→ Task instructions: The required output is the complete data, repeated without alteration.

==*==

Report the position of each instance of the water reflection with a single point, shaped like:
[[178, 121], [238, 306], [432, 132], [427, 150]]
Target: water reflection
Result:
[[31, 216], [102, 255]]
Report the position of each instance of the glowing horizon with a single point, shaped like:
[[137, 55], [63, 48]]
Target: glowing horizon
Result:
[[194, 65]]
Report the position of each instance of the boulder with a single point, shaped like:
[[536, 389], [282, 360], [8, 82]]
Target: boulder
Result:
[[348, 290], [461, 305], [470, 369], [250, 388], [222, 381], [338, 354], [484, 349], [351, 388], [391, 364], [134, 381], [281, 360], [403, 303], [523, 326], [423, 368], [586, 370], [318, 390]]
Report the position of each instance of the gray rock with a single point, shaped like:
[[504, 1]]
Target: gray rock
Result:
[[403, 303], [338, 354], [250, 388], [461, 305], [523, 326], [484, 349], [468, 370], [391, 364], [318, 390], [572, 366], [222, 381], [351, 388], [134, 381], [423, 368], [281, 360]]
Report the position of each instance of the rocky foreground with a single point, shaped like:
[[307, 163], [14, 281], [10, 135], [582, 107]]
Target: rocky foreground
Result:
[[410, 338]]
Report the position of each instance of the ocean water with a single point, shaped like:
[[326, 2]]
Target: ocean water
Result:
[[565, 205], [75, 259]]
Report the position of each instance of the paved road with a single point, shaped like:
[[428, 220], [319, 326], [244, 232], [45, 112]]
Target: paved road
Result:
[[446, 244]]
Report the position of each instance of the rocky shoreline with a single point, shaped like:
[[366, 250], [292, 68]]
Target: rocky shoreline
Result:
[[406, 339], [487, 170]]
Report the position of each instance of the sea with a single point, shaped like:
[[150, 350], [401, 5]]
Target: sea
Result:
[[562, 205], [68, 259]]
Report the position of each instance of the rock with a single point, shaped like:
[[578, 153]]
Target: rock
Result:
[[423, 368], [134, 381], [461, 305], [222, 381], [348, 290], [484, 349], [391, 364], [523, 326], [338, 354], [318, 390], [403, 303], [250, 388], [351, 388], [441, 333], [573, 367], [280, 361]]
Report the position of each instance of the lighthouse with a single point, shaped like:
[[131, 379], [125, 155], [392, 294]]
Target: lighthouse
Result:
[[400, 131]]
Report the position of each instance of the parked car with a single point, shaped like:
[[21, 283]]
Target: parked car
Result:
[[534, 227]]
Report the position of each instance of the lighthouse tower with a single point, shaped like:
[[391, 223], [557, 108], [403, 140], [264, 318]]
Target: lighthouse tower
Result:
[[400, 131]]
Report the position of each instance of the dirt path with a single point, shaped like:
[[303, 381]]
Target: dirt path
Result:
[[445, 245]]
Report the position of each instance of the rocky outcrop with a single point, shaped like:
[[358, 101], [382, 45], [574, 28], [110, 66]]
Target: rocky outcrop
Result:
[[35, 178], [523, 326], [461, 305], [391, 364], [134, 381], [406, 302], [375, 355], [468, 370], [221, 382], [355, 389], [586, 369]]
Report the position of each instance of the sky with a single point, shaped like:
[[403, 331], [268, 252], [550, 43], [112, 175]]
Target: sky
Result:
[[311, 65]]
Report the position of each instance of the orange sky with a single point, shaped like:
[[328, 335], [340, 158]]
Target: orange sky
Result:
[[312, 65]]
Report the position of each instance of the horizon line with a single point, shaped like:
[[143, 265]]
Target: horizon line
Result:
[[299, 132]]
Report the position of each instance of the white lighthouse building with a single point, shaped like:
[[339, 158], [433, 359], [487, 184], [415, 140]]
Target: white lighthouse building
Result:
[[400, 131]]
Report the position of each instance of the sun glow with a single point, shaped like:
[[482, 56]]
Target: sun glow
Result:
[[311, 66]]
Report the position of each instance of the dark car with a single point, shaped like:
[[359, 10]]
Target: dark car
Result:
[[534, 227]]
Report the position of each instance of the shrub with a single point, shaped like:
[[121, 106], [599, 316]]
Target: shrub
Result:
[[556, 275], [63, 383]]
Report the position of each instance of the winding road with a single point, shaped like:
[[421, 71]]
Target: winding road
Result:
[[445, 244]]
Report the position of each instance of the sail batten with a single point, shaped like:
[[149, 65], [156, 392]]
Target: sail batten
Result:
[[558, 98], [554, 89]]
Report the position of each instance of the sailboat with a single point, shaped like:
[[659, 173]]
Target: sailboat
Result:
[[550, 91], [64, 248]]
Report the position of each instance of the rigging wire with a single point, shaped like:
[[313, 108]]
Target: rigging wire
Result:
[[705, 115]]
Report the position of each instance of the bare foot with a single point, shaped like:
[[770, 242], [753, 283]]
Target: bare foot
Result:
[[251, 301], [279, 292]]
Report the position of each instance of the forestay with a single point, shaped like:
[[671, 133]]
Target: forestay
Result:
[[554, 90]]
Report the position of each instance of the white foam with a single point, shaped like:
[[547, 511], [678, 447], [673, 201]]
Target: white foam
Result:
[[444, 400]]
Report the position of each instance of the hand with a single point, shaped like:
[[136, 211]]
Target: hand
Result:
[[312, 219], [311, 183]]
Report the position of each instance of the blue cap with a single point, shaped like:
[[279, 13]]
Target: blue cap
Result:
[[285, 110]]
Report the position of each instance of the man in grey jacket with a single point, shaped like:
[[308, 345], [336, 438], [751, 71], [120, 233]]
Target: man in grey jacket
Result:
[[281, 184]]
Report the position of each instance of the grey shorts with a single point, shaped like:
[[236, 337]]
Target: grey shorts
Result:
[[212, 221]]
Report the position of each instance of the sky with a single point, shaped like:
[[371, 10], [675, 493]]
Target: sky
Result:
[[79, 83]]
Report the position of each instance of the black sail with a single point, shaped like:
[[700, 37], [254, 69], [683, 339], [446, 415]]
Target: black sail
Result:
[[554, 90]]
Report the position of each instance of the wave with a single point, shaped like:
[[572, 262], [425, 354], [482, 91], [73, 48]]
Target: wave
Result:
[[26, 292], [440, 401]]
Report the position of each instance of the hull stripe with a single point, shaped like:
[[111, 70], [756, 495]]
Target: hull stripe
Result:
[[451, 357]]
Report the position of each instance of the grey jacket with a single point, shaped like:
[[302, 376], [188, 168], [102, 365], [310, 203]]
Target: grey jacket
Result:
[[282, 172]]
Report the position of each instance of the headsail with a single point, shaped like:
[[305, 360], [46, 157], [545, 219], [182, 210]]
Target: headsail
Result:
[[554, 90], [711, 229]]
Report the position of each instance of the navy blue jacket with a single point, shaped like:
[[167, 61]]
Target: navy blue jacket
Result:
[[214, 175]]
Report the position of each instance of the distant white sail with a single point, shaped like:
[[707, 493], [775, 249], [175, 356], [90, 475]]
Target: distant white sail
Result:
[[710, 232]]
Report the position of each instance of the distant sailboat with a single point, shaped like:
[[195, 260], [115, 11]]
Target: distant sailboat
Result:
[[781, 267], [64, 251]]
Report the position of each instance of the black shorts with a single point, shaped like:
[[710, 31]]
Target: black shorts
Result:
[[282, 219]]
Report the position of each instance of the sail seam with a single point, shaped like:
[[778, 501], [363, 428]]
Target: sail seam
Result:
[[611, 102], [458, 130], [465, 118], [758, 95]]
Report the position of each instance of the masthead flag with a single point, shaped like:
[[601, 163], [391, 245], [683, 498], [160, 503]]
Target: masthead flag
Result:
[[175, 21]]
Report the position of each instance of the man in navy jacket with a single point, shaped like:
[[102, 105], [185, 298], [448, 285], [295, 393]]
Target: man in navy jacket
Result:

==*==

→ Exercise solution:
Report the position of each instance of the water reflection with a single point, shaped like:
[[178, 121], [238, 306], [432, 132], [427, 150]]
Target: water reflection
Result:
[[31, 216], [102, 255]]
Report the position of each instance of the glowing horizon with a single point, shaped like:
[[137, 55], [63, 48]]
Target: glowing horizon
Result:
[[194, 65]]
Report the position of each instance of the boulder with a single point, shaped like:
[[536, 389], [282, 360], [8, 82]]
Target: boulder
Result:
[[348, 290], [461, 305], [470, 369], [250, 388], [222, 381], [338, 354], [484, 349], [351, 388], [391, 364], [134, 381], [281, 360], [403, 303], [523, 326], [423, 368], [586, 370], [318, 390]]
Report the position of each instance of the gray rock with a single point, shaped like:
[[504, 1]]
Target: gray rock
Result:
[[403, 303], [338, 354], [250, 388], [461, 305], [523, 326], [484, 349], [468, 370], [391, 364], [318, 390], [572, 366], [222, 381], [351, 388], [134, 381], [423, 368], [281, 360]]
Report the position of each instance of the rocky foreground with a single point, shaped like:
[[307, 163], [14, 281], [10, 135], [582, 107]]
Target: rocky foreground
Result:
[[410, 338]]
Report the position of each instance of the ocean water with a single point, shaped like:
[[326, 2]]
Target: ocean water
Result:
[[565, 205], [75, 259]]
Report the position of each instance of the paved road with a single point, shaped like:
[[428, 220], [319, 326], [244, 232], [45, 112]]
Target: paved road
Result:
[[446, 244]]
Report the position of each instance of the rocky shoreline with a single point, shaped like:
[[366, 250], [292, 68]]
Target: rocky shoreline
Result:
[[406, 339], [487, 170]]
Report the position of each instance of the sea with a single point, shaped like:
[[150, 350], [401, 5]]
Target: sea
Result:
[[562, 205], [68, 259]]
Report the position of each instance of the rock with a single point, shaped like:
[[578, 153]]
Target: rock
Result:
[[423, 368], [134, 381], [461, 305], [222, 381], [348, 290], [484, 349], [391, 364], [523, 326], [338, 354], [318, 390], [403, 303], [250, 388], [351, 388], [441, 333], [573, 367], [280, 361]]
Report the position of each instance of the lighthouse with a single point, shaped like:
[[131, 379], [125, 155], [392, 294]]
Target: lighthouse
Result:
[[400, 131]]
Report the position of each instance of the parked car with a single point, shaped like:
[[21, 283]]
Target: parked car
Result:
[[534, 227]]
Report the position of each instance of the lighthouse tower with a single point, shaped like:
[[391, 223], [557, 108], [403, 140], [264, 318]]
Target: lighthouse tower
Result:
[[400, 131]]
Report the position of each instance of the dirt path with a single point, shaped like:
[[303, 381]]
Target: dirt path
Result:
[[445, 245]]
Report the position of each instance of the rocky outcrop with a single point, shaped like:
[[358, 101], [382, 45], [574, 28], [110, 66]]
Target: rocky outcrop
Result:
[[35, 178], [523, 326], [461, 305], [391, 364], [134, 381], [406, 302], [375, 355], [468, 370], [221, 382], [355, 389], [586, 369]]
Report the position of each instance of the sky with a single point, shaped like:
[[403, 331], [268, 252], [550, 43], [112, 175]]
Target: sky
Result:
[[311, 65]]
Report the position of each instance of the orange sky with a single point, shaped like:
[[328, 335], [340, 158]]
Target: orange sky
Result:
[[312, 65]]
Report the position of each instance of the horizon line with a single point, shaped like:
[[143, 265]]
Target: horizon line
Result:
[[299, 132]]
Report the position of each instance of the white lighthouse building with a single point, shaped like:
[[339, 158], [433, 359], [487, 184], [415, 140]]
Target: white lighthouse building
Result:
[[400, 131]]
Report the position of each instance of the sun glow with a single point, shaped like:
[[482, 56]]
Target: sun glow
Result:
[[311, 66]]
Report the position of each instance of the dark car with a single point, shaped like:
[[359, 10]]
Target: dark car
Result:
[[534, 227]]
Report the position of each instance of the shrub with a single point, shaped like:
[[121, 106], [599, 316]]
Target: shrub
Result:
[[556, 275], [63, 383]]
Report the position of each instance of the winding road with a single point, shaped like:
[[421, 71]]
Target: winding road
Result:
[[445, 244]]
Report the position of each instance of the sail batten with a single point, shaped like:
[[149, 65], [156, 392]]
Target: sail batten
Result:
[[558, 98], [554, 89]]
Report the position of each instance of the sailboat with a single point, shaped like:
[[659, 173]]
Target: sailboat
Result:
[[550, 91], [64, 248]]
Report the position of each instance of the rigging wire with a single point, shaped like:
[[313, 108]]
Target: rigging wire
Result:
[[705, 115]]
Report the position of each instance of the bare foot with a single point, shaped like:
[[770, 242], [753, 283]]
Target: bare foot
Result:
[[251, 301], [279, 292]]
Report the position of each instance of the forestay with a single point, shaped like:
[[671, 133]]
Target: forestay
Result:
[[554, 90]]
Report the position of each instance of the white foam with a single point, shaped like:
[[547, 511], [678, 447], [673, 201]]
Target: white foam
Result:
[[444, 400]]
Report the position of each instance of the hand with a single point, shaped like:
[[136, 211]]
Target: hand
Result:
[[312, 219], [311, 183]]
Report the position of each instance of the blue cap with a single point, shaped like:
[[279, 13]]
Target: blue cap
Result:
[[285, 110]]
Report the position of each instance of the man in grey jacket with a single point, shaped like:
[[308, 345], [336, 438], [751, 71], [120, 233]]
Target: man in grey jacket
Result:
[[281, 184]]
Report the position of each instance of the grey shorts with a single point, shaped like:
[[236, 337]]
Target: grey shorts
Result:
[[212, 221]]
Report the position of each instance of the sky with a single point, shaped like:
[[371, 10], [675, 493]]
Target: sky
Result:
[[79, 83]]
Report the position of each instance of the black sail with a single point, shaped like:
[[700, 37], [254, 69], [683, 339], [446, 415]]
Target: black sail
Result:
[[554, 90]]
Report the position of each instance of the wave with a single point, shaped like:
[[572, 262], [425, 354], [482, 91], [73, 48]]
Target: wave
Result:
[[26, 292], [440, 401]]
Report the position of each instance of the hull stripe with a single point, shaped like:
[[111, 70], [756, 495]]
Target: hull stripe
Result:
[[451, 357]]
Report the position of each instance of the grey jacket with a single point, shaped like:
[[302, 376], [188, 168], [102, 365], [310, 203]]
Target: grey jacket
Result:
[[282, 172]]
Report the position of each instance of the headsail with a single point, shaped like:
[[305, 360], [46, 157], [545, 219], [182, 210]]
Target: headsail
Result:
[[554, 90], [711, 229]]
Report the position of each instance of the navy blue jacket with a single point, shaped like:
[[167, 61]]
Target: navy blue jacket
Result:
[[214, 175]]
Report the position of each instance of the distant white sail with a single point, shaped like:
[[707, 493], [775, 249], [175, 356], [90, 475]]
Target: distant white sail
Result:
[[710, 232]]
Report the position of each instance of the distant sailboat with a single point, shaped like:
[[195, 260], [115, 11]]
Target: distant sailboat
Result:
[[781, 267], [64, 251]]
Report the position of each instance of the black shorts with a single point, shaped like:
[[710, 31]]
Target: black shorts
Result:
[[282, 219]]
Report the position of each instance of the sail seam with a single point, shaped like:
[[778, 501], [363, 428]]
Target: sail seam
Result:
[[611, 102], [458, 130], [465, 118], [758, 95]]
Report the position of each instance of the masthead flag with a single point, shaped like:
[[601, 163], [391, 245], [683, 498], [160, 503]]
Target: masthead flag
Result:
[[175, 21]]
Report the position of each instance of the man in navy jacket with a single point, shaped like:
[[102, 105], [185, 298], [448, 285], [295, 393]]
Target: man in navy jacket
Result:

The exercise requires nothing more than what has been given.